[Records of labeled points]
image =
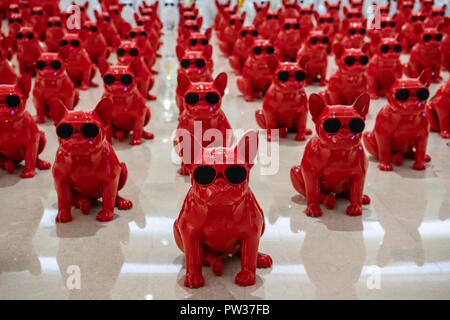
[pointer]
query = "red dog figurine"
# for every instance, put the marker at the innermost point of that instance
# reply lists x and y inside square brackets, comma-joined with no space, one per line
[86,167]
[426,54]
[334,162]
[438,111]
[350,80]
[285,102]
[220,215]
[79,66]
[201,104]
[20,138]
[52,81]
[401,127]
[386,57]
[129,112]
[256,75]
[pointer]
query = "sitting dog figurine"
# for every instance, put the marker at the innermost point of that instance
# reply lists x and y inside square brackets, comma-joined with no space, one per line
[201,103]
[426,54]
[79,66]
[438,111]
[129,112]
[86,167]
[401,127]
[220,214]
[52,81]
[350,80]
[256,75]
[386,57]
[20,137]
[285,103]
[334,162]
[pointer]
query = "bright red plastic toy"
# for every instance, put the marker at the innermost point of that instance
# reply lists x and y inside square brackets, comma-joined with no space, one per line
[401,127]
[426,54]
[220,214]
[129,112]
[256,75]
[86,167]
[20,137]
[386,56]
[200,103]
[52,81]
[334,162]
[79,66]
[350,80]
[285,104]
[313,57]
[438,111]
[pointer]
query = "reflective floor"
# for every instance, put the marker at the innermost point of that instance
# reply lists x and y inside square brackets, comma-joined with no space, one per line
[398,249]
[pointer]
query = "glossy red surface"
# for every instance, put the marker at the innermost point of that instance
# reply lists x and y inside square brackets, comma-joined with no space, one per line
[221,218]
[333,164]
[20,137]
[401,127]
[87,169]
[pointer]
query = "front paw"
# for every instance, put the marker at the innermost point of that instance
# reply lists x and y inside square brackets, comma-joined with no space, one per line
[105,215]
[194,280]
[27,173]
[385,166]
[419,165]
[63,216]
[313,210]
[245,278]
[354,210]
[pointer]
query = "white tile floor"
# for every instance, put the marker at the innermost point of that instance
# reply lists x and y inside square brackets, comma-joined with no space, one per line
[403,236]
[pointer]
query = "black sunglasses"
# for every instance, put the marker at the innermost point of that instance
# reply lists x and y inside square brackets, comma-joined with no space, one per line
[55,64]
[192,98]
[126,78]
[88,130]
[403,94]
[199,63]
[234,174]
[258,50]
[332,125]
[284,76]
[385,48]
[12,100]
[75,43]
[350,60]
[133,52]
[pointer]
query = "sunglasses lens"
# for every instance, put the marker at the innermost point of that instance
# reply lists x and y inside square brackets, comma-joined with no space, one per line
[349,60]
[402,94]
[40,64]
[200,63]
[12,101]
[356,125]
[236,174]
[331,125]
[108,79]
[422,94]
[300,75]
[191,98]
[283,76]
[212,98]
[204,175]
[64,131]
[89,130]
[126,79]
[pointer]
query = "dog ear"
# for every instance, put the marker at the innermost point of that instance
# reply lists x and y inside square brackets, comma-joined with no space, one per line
[362,104]
[221,82]
[57,109]
[103,110]
[316,106]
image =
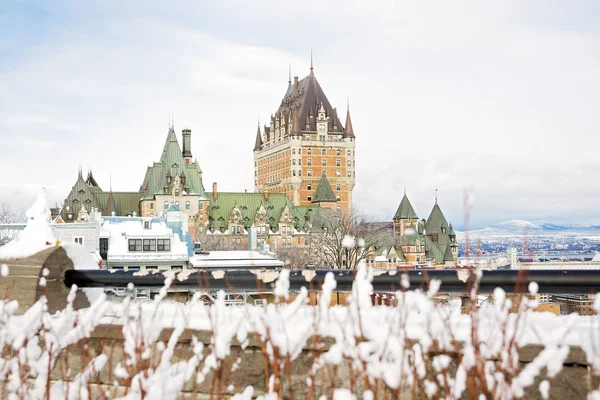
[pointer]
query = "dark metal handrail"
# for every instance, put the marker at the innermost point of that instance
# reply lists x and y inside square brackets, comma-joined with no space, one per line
[452,281]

» YOUR TASK: Images do not belong in the copy; reproduce all other parts of the records above verbatim.

» RESPONSE FOR THIS EXERCISE:
image =
[pointer]
query = "red dog figurine"
# for every instance, put the marker at the innermost point of that instance
# reply lists x and y inside square brackets, comma-joined with no space, one per line
[86,167]
[426,54]
[334,162]
[438,111]
[350,80]
[285,102]
[220,215]
[79,66]
[201,104]
[20,138]
[52,81]
[401,127]
[386,57]
[129,112]
[256,75]
[pointer]
query = "sitting dog figurine"
# for every instance, put the marker at the innermost point of that instance
# reply lists x and y inside square brackets, comma-joined with no space, one per line
[201,103]
[426,54]
[79,66]
[438,111]
[129,112]
[86,167]
[401,127]
[220,214]
[52,81]
[350,80]
[256,75]
[386,57]
[20,137]
[285,103]
[334,162]
[pointer]
query = "bright red plastic toy"
# for every instance, put the marker at the innermost point of that instance
# reply lists x and y inside square brackets, comma-joined with no space, one per line
[401,127]
[426,54]
[220,214]
[129,112]
[256,75]
[86,167]
[20,137]
[386,56]
[200,103]
[52,81]
[334,162]
[79,66]
[350,80]
[285,104]
[313,57]
[438,111]
[pointer]
query = "reflective floor"
# for every instance, put the marker at the innermost point of that instance
# reply lists x and y inside square brackets, comma-joined with no space, one per line
[398,249]
[pointer]
query = "glossy red surface"
# for every instance, put the marker at the innermost point of that instance
# reply lists x and y inside square brackets, comma-joined with no space, one per line
[221,218]
[333,164]
[20,137]
[401,127]
[87,169]
[pointer]
query = "front paw"
# for every instance, put the marker at the innermost point of that instance
# reply lists x and y inside square brackets, comma-joined with no space, one per line
[105,215]
[194,280]
[27,173]
[385,166]
[419,165]
[63,216]
[313,210]
[245,278]
[354,210]
[pointer]
query = "white tile floor"
# for every instance, put the marker at the innermost point of that instance
# reply lists x and y inside square brackets, comma-joined with no space, one per line
[403,236]
[pointer]
query = "black sunglasses"
# for every instance, put the marker at the innermost point of that instance
# reply lists x and y inside square brackets, comma-joined with no space, one per line
[55,64]
[192,98]
[126,78]
[88,130]
[403,94]
[199,63]
[234,174]
[258,50]
[332,125]
[284,76]
[385,48]
[12,100]
[75,43]
[350,60]
[133,52]
[pointer]
query = "sunglasses lens"
# for every instance, put the marker at the innermost point of that instance
# reply lists x and y inside square brackets, comma-joined with no space, one per line
[349,60]
[402,94]
[40,64]
[200,63]
[12,101]
[356,125]
[236,174]
[331,125]
[108,79]
[422,94]
[300,75]
[191,98]
[283,76]
[212,98]
[204,175]
[64,131]
[89,130]
[126,79]
[pointer]
query = "dog ear"
# for every instance, put the marker at the innermost point of that instance
# reply lists x and y inside square brackets, comma-joined with no space, one per line
[362,104]
[221,82]
[57,109]
[103,110]
[316,106]
image =
[pointer]
query = "dark metal handrail"
# for every instance, put the marker at the innermost point of that instance
# reply lists x and y inside square brackets, comma-joined with no space, one per line
[452,281]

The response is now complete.